### Short problem
Format every line of the data below as a JSON list of strings, one string per line, omitting blank lines. Leave the pictures out of the list.

# # #

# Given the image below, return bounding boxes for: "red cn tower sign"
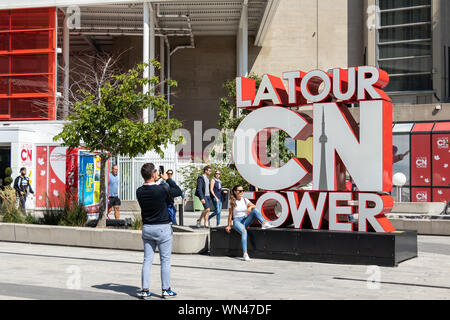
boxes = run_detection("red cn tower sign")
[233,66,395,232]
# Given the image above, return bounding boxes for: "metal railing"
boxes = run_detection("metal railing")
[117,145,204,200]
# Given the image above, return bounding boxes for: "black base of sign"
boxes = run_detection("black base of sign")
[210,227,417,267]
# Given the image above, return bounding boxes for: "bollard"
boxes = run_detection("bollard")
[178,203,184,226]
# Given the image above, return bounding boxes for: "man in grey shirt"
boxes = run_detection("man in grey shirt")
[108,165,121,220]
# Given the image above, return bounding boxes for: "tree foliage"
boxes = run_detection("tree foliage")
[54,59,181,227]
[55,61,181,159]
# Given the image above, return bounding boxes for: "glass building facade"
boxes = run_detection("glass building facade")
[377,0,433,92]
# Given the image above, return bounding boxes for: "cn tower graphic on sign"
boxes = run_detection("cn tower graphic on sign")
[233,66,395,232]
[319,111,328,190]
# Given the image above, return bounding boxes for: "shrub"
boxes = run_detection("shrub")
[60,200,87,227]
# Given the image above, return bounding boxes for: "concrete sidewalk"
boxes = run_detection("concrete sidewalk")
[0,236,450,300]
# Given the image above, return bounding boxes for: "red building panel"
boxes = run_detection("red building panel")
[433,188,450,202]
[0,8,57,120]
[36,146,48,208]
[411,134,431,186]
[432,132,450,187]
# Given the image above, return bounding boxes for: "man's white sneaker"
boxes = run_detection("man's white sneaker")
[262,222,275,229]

# # #

### The result
[
  "# Given the image below, return bounding boxes for: \"red cn tower sign\"",
  "boxes = run_detection(\"red cn tower sign\")",
  "[233,66,395,232]",
  "# Given the image above, return bounding boxes for: \"metal railing\"",
  "boxes = run_detection(\"metal railing\")",
  "[117,145,204,200]",
  "# Given the image above, return bounding boxes for: \"black base of sign\"",
  "boxes = run_detection(\"black base of sign\")",
  "[210,227,417,267]",
  "# Given the image above, return bounding boxes for: \"bollard\"",
  "boxes = run_detection(\"bollard\")",
  "[178,203,184,226]",
  "# Given the image above, return bounding boxes for: \"man in grey shirt\"",
  "boxes = run_detection(\"man in grey shirt\")",
  "[108,165,121,220]",
  "# Given the image above, return bounding boxes for: \"tree foliage\"",
  "boxes = run_detection(\"tree foliage\")",
  "[54,59,181,227]",
  "[55,61,181,159]",
  "# Given the image above, return bounding boxes for: \"glass building facade\"",
  "boxes = run_detection(\"glass building facade\")",
  "[377,0,433,92]",
  "# Given the image above, return bounding boxes for: \"cn tower graphic on sign\"",
  "boxes = run_detection(\"cn tower graphic on sign\")",
  "[233,66,395,232]",
  "[319,111,328,190]",
  "# Given the image above, return bounding boxes for: \"shrub\"",
  "boxes = run_detection(\"shrub\")",
  "[60,200,87,227]",
  "# Given the image above, return bounding boxes for: \"concrete sidewalk\"",
  "boxes = run_detection(\"concrete sidewalk\")",
  "[0,236,450,300]",
  "# Given the image above, return bounding boxes for: \"red building panel\"",
  "boxes = run_detection(\"red building panel\")",
  "[433,188,450,202]",
  "[0,8,57,120]",
  "[36,146,48,208]",
  "[411,134,431,186]",
  "[432,132,450,187]",
  "# Given the image above, return bounding boxes for: \"man's white sneaker\"",
  "boxes = run_detection(\"man's white sneaker\")",
  "[262,222,275,229]"
]